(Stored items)
━━━━━━

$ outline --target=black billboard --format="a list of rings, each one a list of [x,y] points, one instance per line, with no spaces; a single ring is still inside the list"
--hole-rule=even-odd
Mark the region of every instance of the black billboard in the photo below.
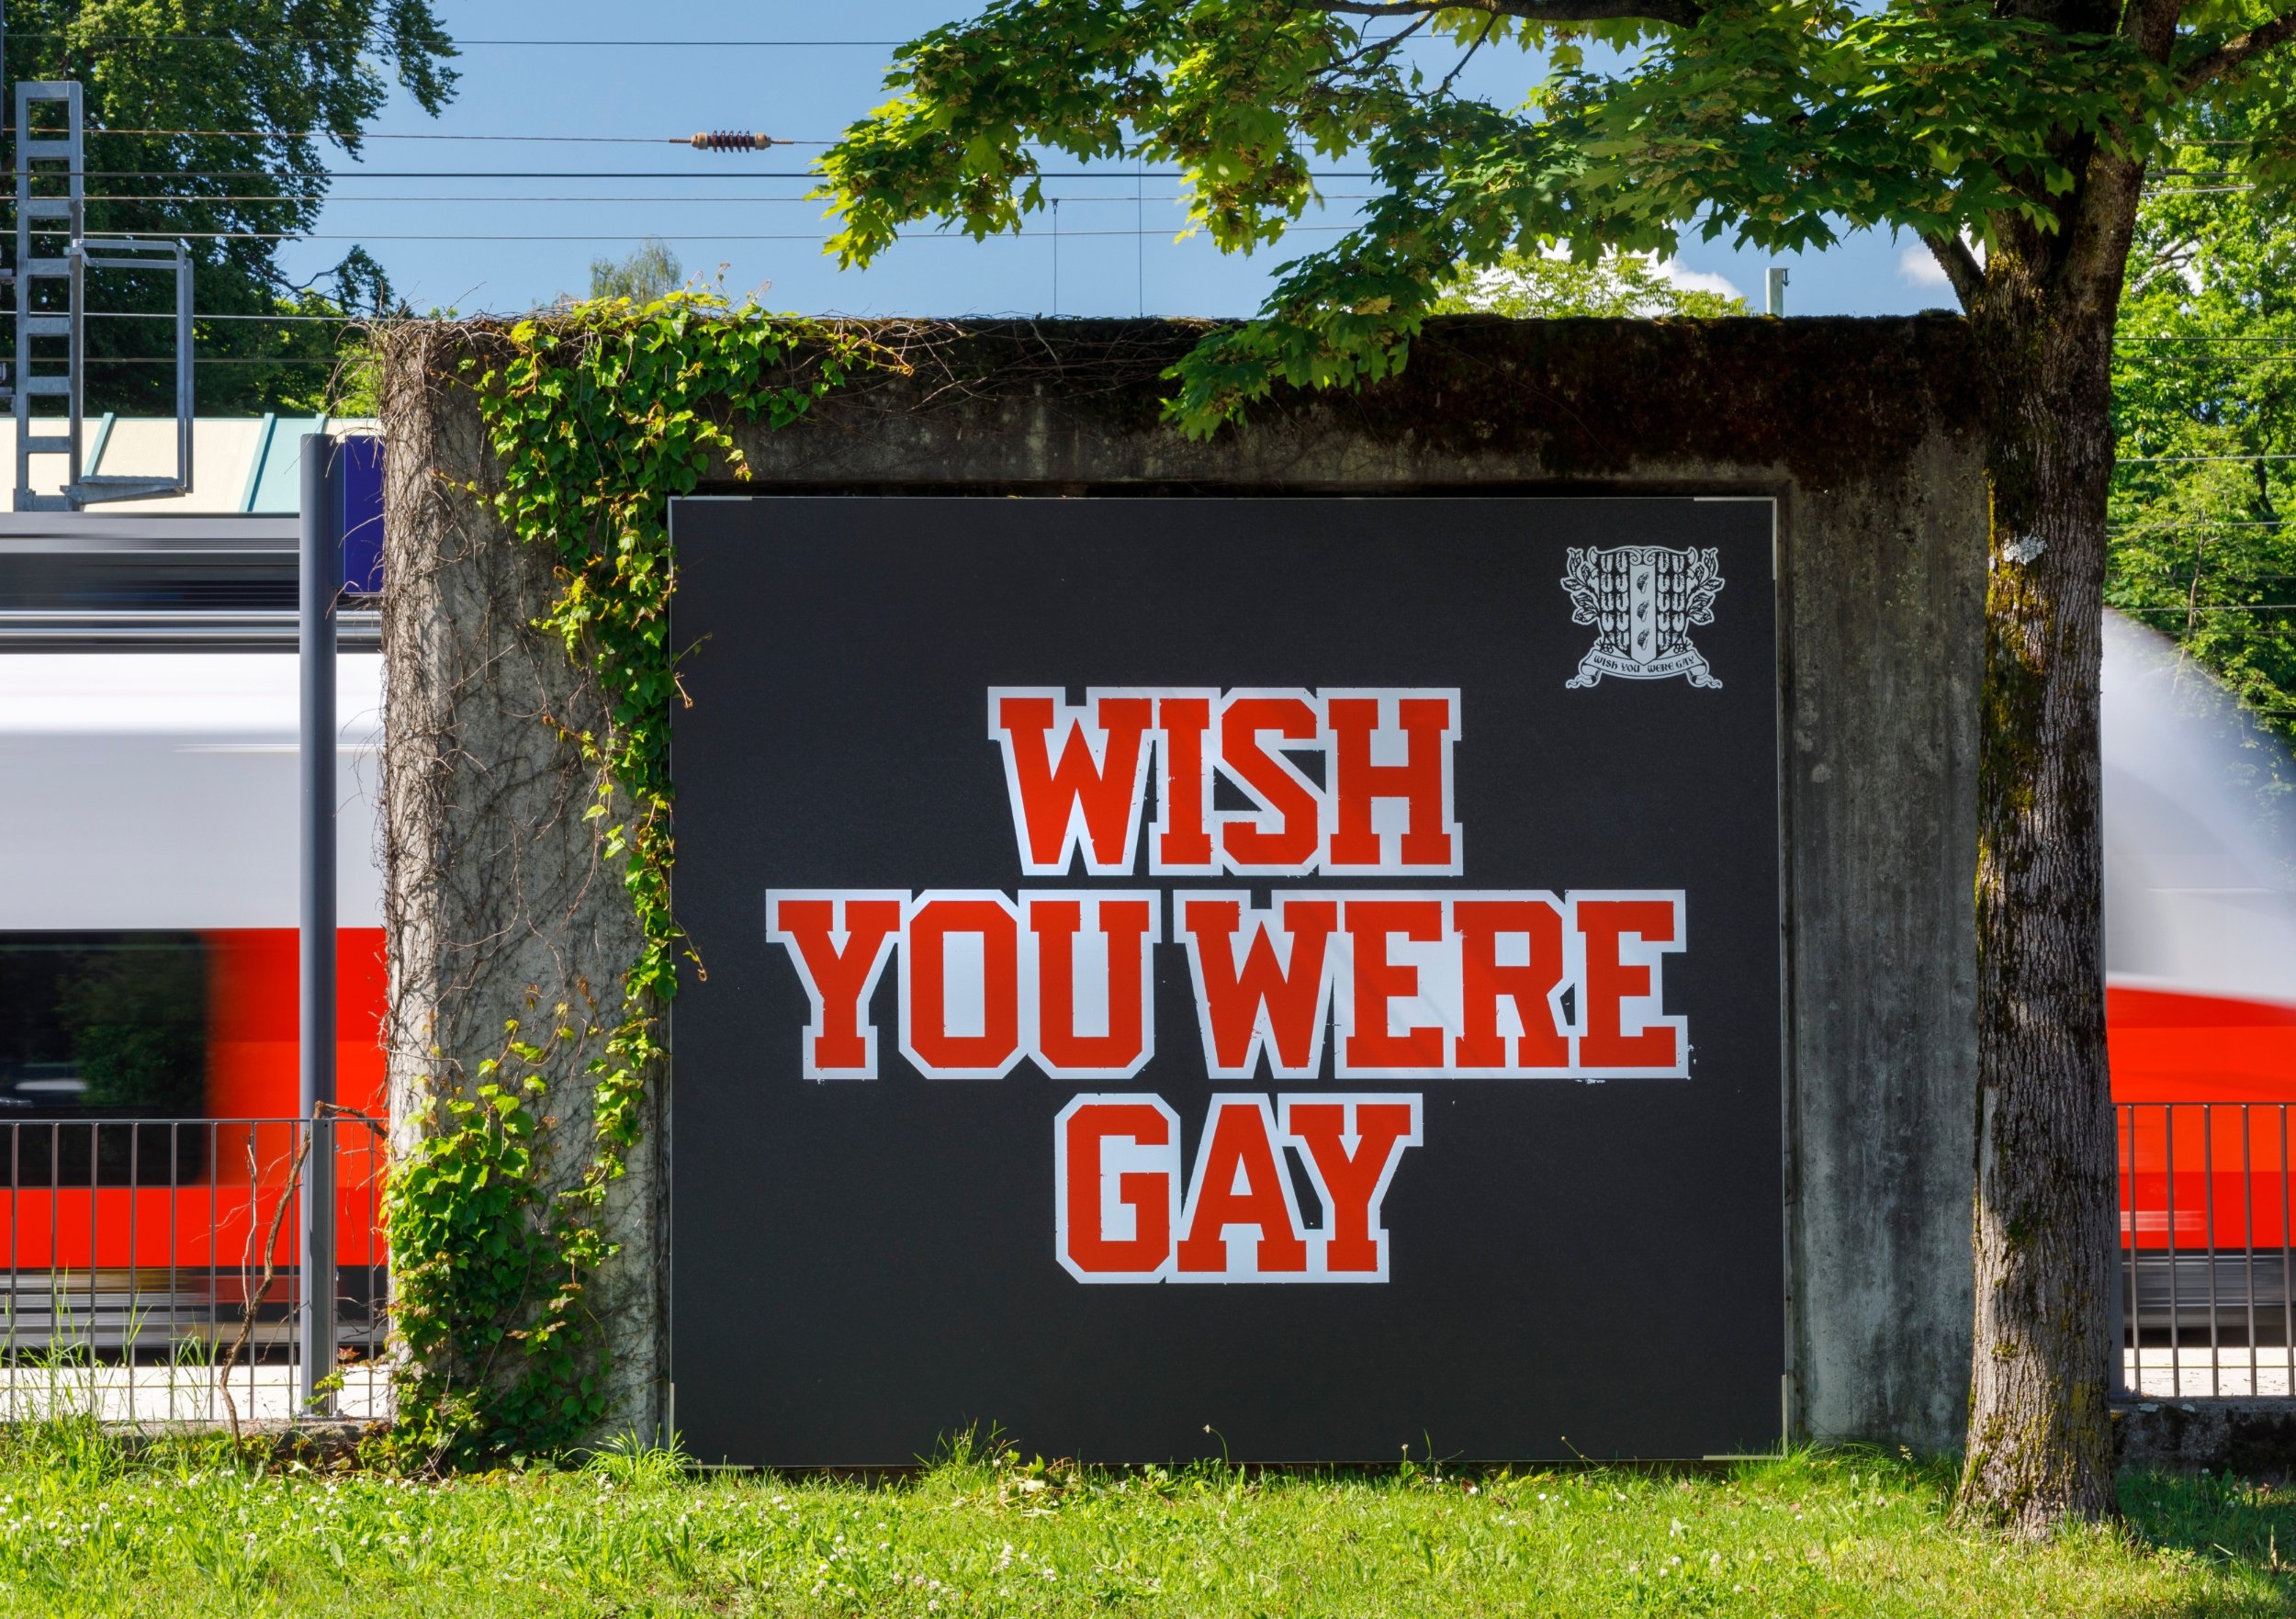
[[[1773,1445],[1773,515],[678,502],[694,1453]]]

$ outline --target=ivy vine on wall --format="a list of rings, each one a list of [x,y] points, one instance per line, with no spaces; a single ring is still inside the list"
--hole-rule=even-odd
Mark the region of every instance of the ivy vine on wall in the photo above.
[[[509,1020],[474,1094],[429,1106],[387,1194],[393,1318],[406,1350],[402,1435],[434,1457],[563,1447],[606,1414],[603,1334],[587,1289],[613,1254],[608,1189],[643,1133],[647,1078],[677,989],[670,914],[670,719],[677,649],[669,501],[713,468],[746,479],[739,422],[781,428],[858,373],[901,363],[831,323],[704,292],[578,304],[490,334],[461,380],[499,469],[469,493],[555,557],[535,628],[602,698],[597,729],[561,729],[591,770],[587,817],[620,864],[643,945],[610,1006],[558,1002]],[[578,1179],[542,1184],[546,1069],[591,1086]]]

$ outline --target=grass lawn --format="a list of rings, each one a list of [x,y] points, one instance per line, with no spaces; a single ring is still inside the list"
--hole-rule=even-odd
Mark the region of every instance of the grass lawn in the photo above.
[[[2131,1476],[2124,1528],[1947,1527],[1950,1474],[1862,1454],[1727,1474],[1076,1472],[889,1484],[663,1456],[419,1482],[0,1436],[0,1613],[2289,1614],[2296,1490]]]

━━━━━━

**TRY IT:** From the entries above, extract each line containing "list".

**TASK RESPONSE:**
$ outline --target=black billboard --format="a list of rings, each one a list of [x,y] points, one instance per line, with no spaces; a single ring is still inside the list"
$ outline --target=ivy vine on wall --format="a list of rings, each one a list of [x,y] points, one instance per line, with no spaces; a single ring is still inside the list"
$ outline --target=grass lawn --format="a list of rings, each one a list of [x,y] points, one instance per line, with no spaces; a single ring is still inside the list"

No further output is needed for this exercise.